Take each line in the entries below that holds "positive" and show it.

*** Input material

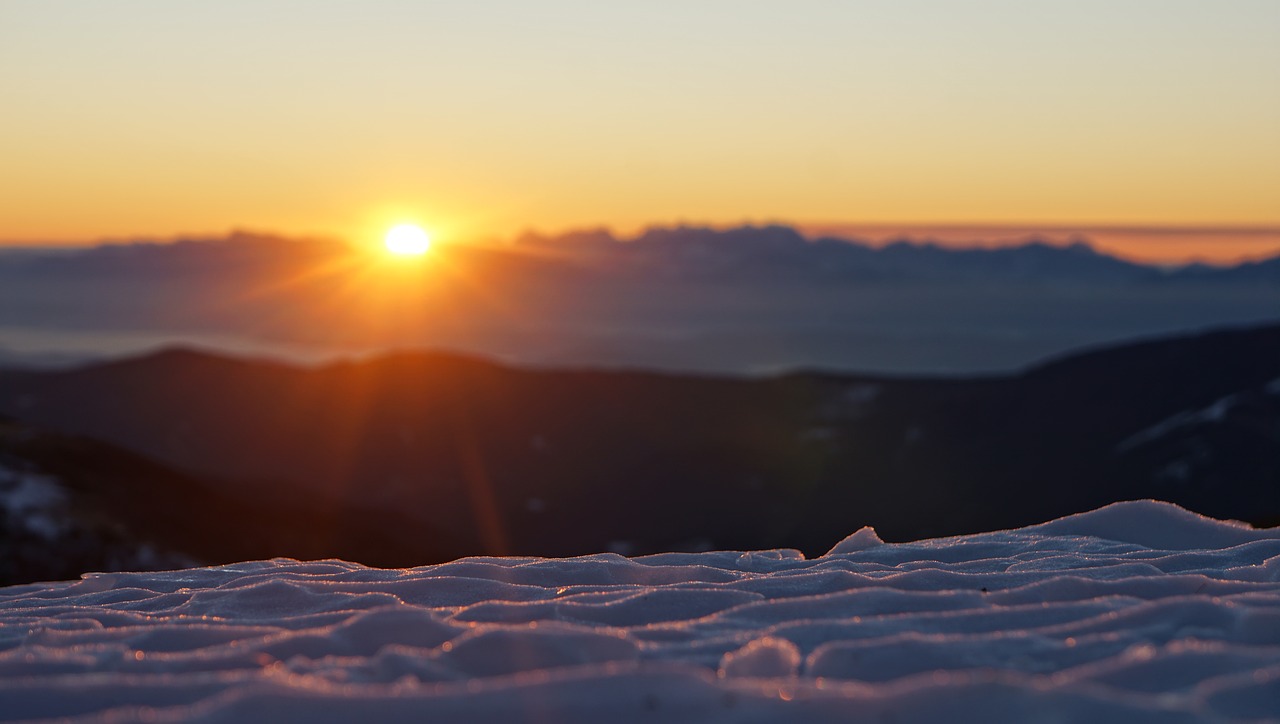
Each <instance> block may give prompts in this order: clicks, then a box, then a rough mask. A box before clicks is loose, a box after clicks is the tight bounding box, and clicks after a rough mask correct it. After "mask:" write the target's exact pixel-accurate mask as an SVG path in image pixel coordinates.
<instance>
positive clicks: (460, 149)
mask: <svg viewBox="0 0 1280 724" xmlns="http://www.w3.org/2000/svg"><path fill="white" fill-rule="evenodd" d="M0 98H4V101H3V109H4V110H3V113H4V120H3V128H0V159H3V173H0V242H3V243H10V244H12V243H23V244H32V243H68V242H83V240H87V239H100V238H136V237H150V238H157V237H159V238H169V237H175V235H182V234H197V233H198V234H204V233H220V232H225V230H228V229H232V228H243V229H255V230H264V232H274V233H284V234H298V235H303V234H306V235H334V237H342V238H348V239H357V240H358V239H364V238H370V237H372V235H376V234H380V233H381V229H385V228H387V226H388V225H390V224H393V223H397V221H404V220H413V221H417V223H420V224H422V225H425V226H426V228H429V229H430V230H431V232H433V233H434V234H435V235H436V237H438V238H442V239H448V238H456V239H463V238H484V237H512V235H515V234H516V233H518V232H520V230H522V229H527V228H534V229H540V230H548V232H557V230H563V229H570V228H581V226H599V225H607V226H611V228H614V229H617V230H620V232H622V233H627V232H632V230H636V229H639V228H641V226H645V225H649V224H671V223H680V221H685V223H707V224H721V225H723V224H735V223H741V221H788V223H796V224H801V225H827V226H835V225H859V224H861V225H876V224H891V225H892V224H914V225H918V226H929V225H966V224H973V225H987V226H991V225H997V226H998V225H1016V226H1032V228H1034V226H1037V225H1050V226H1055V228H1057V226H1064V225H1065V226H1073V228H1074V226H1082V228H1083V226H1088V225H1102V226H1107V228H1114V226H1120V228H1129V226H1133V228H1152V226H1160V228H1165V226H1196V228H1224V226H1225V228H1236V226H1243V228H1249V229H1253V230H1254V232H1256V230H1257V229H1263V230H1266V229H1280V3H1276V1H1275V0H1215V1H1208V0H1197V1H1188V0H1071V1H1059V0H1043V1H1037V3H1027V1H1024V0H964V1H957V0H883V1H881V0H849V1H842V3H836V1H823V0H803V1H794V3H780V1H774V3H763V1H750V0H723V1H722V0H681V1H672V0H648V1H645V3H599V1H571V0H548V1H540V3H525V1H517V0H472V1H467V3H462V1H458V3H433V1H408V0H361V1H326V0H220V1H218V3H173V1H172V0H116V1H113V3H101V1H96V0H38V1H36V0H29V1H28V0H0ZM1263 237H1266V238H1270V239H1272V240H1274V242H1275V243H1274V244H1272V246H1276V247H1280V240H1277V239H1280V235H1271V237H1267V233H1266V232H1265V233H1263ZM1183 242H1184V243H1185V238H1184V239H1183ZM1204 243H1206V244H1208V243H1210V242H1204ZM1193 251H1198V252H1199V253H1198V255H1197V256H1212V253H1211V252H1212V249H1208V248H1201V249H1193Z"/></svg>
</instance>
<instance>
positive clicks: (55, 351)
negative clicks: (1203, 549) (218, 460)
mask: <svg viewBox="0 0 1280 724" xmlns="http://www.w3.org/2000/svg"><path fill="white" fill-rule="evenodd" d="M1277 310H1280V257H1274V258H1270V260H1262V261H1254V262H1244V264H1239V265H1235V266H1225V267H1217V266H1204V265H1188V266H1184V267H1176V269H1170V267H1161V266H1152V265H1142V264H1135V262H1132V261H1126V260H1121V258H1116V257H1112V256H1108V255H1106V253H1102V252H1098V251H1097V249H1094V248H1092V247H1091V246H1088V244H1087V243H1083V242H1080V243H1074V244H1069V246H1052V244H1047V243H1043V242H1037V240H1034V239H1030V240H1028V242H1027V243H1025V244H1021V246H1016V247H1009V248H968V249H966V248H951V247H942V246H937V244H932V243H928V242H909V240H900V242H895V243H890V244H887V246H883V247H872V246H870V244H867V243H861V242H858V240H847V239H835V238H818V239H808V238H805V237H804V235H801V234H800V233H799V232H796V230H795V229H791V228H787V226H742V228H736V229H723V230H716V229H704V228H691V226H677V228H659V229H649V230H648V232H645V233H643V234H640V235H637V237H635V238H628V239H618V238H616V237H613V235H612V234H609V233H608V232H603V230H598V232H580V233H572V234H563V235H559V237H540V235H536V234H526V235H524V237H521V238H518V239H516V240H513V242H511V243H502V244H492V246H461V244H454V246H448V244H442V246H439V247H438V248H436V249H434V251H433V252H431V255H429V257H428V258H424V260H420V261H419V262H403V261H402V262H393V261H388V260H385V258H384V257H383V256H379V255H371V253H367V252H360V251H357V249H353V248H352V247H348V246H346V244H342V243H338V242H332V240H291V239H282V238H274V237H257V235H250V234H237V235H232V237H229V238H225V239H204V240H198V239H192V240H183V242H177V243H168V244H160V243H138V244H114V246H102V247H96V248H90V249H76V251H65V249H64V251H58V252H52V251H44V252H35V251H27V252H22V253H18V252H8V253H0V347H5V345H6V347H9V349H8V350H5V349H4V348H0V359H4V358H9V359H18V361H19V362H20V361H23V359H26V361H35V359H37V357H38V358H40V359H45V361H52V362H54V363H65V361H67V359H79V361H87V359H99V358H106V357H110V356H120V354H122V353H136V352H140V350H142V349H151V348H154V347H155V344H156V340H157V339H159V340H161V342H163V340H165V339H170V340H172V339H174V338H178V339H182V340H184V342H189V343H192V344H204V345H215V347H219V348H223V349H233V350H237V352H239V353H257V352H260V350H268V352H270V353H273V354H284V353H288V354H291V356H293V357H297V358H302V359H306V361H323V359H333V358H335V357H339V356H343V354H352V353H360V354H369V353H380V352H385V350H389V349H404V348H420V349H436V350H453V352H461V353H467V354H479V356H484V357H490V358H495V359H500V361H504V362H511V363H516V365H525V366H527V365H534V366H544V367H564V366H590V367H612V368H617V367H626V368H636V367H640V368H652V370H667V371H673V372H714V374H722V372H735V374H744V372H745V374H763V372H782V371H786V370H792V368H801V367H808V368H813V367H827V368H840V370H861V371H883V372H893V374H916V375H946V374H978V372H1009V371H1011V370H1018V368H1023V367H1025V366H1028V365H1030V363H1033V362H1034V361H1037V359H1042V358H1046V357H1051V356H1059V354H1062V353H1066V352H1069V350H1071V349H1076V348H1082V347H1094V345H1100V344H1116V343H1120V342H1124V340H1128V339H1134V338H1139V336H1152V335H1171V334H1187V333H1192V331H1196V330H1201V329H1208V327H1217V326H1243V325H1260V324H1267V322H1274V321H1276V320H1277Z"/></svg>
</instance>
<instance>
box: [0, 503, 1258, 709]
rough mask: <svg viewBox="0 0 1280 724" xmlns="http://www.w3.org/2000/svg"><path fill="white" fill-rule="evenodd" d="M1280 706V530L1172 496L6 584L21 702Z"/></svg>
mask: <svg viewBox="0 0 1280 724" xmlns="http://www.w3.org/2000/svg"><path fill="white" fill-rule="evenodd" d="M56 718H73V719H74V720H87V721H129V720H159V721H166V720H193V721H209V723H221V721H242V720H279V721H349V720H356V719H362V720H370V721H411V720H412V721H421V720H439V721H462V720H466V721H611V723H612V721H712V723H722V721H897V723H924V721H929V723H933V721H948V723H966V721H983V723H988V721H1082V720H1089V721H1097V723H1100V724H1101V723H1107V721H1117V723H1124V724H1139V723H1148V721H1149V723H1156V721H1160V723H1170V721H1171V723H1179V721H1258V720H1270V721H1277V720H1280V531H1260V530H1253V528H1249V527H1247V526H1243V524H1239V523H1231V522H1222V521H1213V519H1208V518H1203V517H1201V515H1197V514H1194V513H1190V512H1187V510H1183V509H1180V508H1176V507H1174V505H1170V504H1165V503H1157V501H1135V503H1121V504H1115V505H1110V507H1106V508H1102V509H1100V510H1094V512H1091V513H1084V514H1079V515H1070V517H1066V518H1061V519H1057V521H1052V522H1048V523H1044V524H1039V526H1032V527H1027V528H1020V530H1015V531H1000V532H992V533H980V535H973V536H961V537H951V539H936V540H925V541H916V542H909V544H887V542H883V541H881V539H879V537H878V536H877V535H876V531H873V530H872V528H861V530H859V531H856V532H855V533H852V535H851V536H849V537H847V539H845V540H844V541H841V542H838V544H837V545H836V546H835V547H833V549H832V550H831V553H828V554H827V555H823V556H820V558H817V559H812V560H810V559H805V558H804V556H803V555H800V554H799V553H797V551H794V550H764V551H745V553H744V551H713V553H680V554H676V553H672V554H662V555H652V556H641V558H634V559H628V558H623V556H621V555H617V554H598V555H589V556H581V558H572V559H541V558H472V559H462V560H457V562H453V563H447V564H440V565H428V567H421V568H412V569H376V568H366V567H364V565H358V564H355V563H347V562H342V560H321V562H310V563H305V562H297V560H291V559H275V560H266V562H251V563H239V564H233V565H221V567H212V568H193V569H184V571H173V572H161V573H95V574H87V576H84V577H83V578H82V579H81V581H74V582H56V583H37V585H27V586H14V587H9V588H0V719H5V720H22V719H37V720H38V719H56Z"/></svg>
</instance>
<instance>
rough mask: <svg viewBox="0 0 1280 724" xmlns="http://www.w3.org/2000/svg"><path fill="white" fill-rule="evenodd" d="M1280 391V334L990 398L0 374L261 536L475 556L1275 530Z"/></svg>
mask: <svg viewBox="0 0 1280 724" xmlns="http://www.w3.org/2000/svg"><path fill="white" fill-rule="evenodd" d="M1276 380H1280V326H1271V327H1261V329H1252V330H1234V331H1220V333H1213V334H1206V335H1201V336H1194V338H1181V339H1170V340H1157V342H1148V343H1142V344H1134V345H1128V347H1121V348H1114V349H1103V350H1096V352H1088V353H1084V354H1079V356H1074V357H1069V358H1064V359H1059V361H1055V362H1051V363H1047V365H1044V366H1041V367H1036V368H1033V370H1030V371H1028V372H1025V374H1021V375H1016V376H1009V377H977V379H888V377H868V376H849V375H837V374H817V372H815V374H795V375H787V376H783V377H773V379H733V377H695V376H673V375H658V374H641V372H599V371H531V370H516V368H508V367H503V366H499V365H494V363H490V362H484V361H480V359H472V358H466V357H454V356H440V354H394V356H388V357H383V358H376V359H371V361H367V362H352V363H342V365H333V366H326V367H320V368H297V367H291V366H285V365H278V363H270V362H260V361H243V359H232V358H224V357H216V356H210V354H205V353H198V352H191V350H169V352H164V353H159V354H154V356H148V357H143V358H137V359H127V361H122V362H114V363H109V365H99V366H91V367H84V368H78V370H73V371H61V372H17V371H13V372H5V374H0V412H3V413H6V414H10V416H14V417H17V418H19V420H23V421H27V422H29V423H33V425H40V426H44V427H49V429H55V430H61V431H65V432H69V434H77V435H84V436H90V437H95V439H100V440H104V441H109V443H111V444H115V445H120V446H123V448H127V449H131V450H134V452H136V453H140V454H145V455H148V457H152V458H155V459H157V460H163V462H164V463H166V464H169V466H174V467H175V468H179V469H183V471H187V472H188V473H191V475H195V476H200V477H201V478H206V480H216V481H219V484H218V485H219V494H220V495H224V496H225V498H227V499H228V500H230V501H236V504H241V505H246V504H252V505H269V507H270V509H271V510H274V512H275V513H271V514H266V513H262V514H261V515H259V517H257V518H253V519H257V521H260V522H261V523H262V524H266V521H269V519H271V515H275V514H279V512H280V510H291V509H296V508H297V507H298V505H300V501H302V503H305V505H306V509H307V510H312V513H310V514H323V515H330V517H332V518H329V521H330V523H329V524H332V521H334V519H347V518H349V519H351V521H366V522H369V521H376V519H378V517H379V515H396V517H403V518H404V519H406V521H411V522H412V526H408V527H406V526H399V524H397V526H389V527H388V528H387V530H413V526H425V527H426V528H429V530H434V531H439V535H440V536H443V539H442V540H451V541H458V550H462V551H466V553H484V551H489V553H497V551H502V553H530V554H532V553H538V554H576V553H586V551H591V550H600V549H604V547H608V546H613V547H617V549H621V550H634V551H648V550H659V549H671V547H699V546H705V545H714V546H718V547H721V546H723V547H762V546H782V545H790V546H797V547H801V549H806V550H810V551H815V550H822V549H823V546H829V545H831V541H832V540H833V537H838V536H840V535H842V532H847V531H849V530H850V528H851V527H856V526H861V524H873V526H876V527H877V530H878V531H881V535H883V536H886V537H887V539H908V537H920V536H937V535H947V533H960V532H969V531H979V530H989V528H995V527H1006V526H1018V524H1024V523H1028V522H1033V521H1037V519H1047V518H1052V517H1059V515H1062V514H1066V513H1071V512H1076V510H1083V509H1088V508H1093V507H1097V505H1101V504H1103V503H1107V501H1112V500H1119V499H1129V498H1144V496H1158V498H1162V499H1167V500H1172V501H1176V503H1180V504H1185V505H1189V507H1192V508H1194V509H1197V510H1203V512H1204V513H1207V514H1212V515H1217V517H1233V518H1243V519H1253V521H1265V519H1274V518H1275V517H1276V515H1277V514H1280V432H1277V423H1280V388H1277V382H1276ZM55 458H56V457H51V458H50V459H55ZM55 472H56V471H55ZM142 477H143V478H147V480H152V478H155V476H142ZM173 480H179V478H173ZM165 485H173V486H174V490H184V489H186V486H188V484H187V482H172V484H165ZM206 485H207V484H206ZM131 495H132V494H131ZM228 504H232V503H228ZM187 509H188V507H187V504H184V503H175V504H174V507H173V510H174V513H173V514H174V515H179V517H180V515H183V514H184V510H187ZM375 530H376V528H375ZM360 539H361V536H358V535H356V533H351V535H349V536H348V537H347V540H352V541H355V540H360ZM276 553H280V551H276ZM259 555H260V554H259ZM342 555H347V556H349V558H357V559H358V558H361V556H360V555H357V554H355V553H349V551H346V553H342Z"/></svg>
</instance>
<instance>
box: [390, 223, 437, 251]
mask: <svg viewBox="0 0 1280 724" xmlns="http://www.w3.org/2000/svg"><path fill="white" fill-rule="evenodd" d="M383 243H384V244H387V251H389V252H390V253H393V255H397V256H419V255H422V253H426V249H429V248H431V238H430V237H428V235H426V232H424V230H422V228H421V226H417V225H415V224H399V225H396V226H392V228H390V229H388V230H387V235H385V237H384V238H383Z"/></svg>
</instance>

******

Reply to the task –
positive clicks: (460, 149)
positive clicks: (55, 351)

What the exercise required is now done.